§ ASSIGNED TASK
Copy every line of the records that includes the word "query".

____ LISTED RECORDS

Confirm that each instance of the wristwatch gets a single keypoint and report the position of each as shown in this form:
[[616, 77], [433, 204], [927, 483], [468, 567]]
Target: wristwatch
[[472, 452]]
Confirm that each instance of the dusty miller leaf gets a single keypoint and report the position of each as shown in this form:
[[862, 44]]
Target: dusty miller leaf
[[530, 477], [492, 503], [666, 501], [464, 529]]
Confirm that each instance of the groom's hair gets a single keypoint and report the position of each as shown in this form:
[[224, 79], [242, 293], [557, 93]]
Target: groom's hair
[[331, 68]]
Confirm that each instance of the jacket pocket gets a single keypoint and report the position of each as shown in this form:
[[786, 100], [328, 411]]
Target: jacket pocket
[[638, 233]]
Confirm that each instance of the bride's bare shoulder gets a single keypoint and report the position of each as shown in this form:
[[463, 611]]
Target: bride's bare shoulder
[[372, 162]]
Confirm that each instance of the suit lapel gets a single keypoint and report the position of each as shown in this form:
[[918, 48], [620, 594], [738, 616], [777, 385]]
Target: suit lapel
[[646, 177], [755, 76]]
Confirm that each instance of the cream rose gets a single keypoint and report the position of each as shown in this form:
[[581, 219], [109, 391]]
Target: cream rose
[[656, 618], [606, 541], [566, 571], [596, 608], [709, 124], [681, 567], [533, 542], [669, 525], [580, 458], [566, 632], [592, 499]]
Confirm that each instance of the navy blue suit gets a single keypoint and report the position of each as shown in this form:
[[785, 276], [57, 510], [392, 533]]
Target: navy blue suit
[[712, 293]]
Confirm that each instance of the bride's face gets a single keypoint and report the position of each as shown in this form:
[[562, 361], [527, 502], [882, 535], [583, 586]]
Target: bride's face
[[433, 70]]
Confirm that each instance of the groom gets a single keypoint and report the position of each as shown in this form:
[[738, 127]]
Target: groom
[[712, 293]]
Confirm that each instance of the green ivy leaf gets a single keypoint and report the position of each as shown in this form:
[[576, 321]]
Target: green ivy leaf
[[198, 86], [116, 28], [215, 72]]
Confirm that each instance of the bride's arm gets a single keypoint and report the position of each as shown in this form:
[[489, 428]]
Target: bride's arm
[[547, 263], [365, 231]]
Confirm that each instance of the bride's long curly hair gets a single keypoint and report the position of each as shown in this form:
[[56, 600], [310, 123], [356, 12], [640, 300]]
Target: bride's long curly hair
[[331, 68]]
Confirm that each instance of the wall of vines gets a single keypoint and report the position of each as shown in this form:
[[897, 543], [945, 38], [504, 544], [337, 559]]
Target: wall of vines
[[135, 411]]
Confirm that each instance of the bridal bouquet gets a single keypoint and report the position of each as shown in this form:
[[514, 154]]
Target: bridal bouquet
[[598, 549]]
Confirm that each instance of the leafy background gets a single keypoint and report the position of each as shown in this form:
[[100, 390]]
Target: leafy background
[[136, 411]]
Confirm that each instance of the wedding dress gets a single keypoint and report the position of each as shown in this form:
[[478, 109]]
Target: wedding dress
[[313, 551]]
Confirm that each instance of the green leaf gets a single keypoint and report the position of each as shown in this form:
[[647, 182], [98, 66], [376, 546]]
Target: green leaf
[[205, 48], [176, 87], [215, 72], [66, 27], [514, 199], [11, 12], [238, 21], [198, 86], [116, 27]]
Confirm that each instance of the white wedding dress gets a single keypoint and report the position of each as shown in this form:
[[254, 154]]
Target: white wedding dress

________
____ LISTED RECORDS

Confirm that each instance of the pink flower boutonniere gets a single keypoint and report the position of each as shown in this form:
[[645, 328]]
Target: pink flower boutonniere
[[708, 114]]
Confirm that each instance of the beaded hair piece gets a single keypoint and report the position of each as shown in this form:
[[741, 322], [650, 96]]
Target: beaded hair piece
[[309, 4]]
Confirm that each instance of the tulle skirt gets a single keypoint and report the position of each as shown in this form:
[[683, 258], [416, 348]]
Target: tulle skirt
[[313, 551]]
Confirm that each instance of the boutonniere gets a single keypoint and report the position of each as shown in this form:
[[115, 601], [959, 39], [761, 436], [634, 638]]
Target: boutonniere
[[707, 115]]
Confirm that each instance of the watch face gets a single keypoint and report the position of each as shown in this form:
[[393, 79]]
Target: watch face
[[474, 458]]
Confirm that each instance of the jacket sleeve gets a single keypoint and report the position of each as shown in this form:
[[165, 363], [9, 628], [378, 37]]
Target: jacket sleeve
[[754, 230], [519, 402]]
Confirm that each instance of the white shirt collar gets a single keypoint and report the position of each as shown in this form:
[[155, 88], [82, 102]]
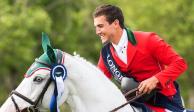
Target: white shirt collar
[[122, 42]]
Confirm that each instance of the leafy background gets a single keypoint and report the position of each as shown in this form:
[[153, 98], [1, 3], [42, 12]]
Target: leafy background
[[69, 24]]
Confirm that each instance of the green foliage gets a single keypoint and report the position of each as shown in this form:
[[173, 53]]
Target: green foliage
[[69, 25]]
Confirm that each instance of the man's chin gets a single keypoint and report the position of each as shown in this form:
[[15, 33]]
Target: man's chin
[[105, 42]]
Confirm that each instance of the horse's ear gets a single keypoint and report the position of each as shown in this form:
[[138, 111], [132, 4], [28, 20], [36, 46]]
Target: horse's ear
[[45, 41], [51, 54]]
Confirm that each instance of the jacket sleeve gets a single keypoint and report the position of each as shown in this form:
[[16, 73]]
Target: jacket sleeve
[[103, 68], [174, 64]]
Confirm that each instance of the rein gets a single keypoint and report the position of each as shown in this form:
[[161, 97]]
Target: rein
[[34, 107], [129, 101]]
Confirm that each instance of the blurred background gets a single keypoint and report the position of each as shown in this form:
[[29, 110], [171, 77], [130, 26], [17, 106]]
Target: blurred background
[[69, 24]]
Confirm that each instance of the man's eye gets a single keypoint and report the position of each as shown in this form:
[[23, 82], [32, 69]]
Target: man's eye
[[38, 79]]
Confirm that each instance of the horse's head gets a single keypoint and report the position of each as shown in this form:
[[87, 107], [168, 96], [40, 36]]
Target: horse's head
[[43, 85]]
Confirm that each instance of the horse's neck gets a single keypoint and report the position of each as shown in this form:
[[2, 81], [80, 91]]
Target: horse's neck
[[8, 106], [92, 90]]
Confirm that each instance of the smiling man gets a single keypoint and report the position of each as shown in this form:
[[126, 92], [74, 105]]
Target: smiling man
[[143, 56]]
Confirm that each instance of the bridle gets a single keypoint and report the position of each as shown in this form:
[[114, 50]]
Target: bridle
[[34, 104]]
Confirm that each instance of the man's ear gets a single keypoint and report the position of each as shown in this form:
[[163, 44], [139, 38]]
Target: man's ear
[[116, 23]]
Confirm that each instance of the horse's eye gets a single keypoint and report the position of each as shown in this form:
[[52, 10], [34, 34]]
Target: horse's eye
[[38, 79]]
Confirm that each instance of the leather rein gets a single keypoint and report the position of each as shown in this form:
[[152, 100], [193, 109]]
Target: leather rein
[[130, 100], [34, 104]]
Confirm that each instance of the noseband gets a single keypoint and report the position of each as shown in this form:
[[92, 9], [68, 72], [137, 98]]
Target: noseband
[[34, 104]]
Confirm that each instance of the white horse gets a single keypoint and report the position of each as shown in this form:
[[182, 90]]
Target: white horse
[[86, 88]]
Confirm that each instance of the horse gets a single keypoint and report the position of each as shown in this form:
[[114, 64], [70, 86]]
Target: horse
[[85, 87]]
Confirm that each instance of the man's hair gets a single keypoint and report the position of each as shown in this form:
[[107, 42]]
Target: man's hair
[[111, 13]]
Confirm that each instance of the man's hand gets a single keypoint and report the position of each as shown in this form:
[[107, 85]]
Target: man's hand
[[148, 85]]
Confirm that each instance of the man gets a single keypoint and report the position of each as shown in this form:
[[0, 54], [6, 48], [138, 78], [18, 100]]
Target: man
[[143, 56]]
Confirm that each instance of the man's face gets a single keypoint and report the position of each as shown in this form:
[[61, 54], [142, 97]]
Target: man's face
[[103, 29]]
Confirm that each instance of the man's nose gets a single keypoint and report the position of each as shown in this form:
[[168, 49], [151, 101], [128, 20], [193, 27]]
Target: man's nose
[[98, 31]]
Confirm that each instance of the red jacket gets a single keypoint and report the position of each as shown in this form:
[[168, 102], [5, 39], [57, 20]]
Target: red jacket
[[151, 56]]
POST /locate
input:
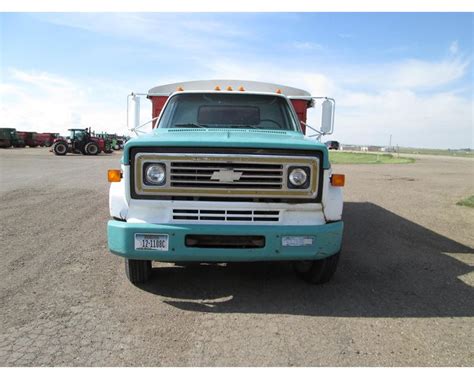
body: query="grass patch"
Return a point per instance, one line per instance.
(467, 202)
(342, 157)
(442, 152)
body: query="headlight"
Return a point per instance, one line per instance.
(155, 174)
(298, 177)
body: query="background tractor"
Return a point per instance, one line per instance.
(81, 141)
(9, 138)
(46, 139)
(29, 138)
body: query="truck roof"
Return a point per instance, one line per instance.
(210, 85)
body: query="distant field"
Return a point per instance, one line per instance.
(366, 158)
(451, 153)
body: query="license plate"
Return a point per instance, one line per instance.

________
____ LISTED RECORDS

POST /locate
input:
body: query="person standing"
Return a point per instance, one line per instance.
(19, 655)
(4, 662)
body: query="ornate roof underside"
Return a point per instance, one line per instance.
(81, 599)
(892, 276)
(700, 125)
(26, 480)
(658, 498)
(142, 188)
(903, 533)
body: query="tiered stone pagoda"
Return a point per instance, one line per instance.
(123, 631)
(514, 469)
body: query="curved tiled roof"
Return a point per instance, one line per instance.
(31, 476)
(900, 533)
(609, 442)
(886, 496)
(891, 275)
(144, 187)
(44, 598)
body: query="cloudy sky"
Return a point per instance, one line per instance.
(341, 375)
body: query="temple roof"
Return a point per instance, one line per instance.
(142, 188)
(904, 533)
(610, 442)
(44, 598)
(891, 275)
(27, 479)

________

§ SOLUTION TO THE PROBLEM
body: query="grass patch"
body: query="headlight"
body: query="background tractor"
body: query="truck roof"
body: query="distant field"
body: query="license plate"
body: query="person standing"
body: query="ornate roof underside"
body: query="tiered stone pagoda"
body: query="curved tiled roof"
body: query="cloudy sky"
body: query="temple roof"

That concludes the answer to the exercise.